Razzismo e coscienza morale

Poco più di un anno dopo lo sconfortato post Razzismo, e non solo, dilagante (si veda il 22 dicembre 2016), le manifestazioni di aggressività e di odio razziale straripano ed inquinano le relazioni interregionali europee di Stati tutto sommato ancora retti da sistemi democratici, seppur in grande sofferenza. Ciò in troppe parti del mondo degenera, con sempre maggior frequenza e sempre più spietata assurda violenza, in vere e proprie guerre civili.

[Etichette dei punti sugli oggetti]
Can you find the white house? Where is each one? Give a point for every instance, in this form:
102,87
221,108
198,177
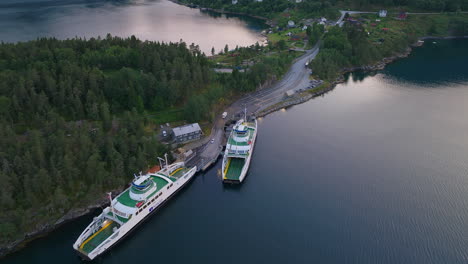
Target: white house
187,132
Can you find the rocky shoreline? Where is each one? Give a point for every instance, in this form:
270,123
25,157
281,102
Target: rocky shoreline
306,96
47,228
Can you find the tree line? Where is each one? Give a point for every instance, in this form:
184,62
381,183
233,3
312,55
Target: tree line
74,122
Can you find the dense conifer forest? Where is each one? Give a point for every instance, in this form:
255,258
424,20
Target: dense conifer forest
75,122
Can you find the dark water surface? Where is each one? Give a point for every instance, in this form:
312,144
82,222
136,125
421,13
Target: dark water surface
376,171
158,20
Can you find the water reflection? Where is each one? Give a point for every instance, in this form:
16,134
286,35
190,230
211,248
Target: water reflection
158,20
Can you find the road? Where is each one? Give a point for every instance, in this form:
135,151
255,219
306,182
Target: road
343,13
296,78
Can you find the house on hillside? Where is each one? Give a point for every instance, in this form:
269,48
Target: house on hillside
187,133
402,16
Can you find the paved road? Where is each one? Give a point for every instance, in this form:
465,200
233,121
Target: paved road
343,13
297,77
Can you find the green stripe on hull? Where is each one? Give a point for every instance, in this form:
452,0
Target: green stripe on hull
235,168
99,238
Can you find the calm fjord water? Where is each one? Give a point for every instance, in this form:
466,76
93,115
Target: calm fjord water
158,20
376,171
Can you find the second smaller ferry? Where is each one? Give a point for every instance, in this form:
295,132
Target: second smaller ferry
239,150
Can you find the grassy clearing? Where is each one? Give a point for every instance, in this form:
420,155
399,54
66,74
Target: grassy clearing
167,116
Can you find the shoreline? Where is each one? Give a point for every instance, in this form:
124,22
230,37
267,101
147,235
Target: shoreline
75,213
379,65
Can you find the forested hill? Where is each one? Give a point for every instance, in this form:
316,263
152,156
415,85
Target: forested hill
77,117
70,120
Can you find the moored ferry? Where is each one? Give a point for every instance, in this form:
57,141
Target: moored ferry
239,150
146,194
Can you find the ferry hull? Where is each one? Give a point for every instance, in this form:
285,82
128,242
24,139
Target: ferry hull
130,227
246,166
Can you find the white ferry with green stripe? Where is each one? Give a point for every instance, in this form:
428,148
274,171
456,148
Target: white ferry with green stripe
239,150
145,195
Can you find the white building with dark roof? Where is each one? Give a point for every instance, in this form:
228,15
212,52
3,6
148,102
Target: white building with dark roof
187,133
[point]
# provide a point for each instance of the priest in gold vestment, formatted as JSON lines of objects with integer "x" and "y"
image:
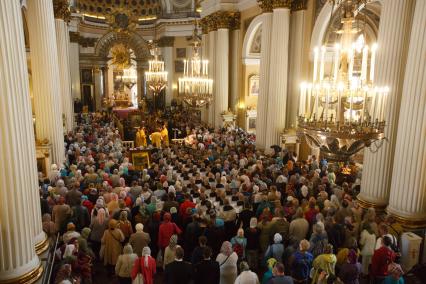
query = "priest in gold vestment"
{"x": 141, "y": 137}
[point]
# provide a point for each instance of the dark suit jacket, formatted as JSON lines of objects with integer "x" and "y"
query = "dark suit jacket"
{"x": 178, "y": 272}
{"x": 207, "y": 272}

## Istruzioni del compito
Porta avanti il brano su razzismo e coscienza morale, riprendendo subito dopo la sua ultima frase.

## Risposta al compito
Qui in Italia, stando a sondagi e analisi di tendenza, avremo un governo non solo di destra più o meno tradizionale (cioè egoista, razzista, violenta ma vile; con o senza l'apporto volenteroso di ex catto&comunisti tornati alle origini prebelliche dei loro “padri” fascisteggianti) ma addirittura col contributo determinante di esponenti e gregari poco neo ma molto fascisti, spalleggiati da energumeni che si sono e si stanno temprando come mercenari in luride guerre civili e neo-coloniali, fomentate da un forsennato egoismo religioso e/o razziale. Fallito il tentativo di rendere soft i contraddittori messaggi sociali e le aspirazioni di un Nord teutonizzato nel mito di una sua presunta superiorità, centro-sinistra? e sinistra? non sembrano più in grado di contrastare alcunché, neppure di impedire che il corpaccione inerte dei propri concittadini stia seguendo le “sirene” identitarie e sedicenti sovraniste.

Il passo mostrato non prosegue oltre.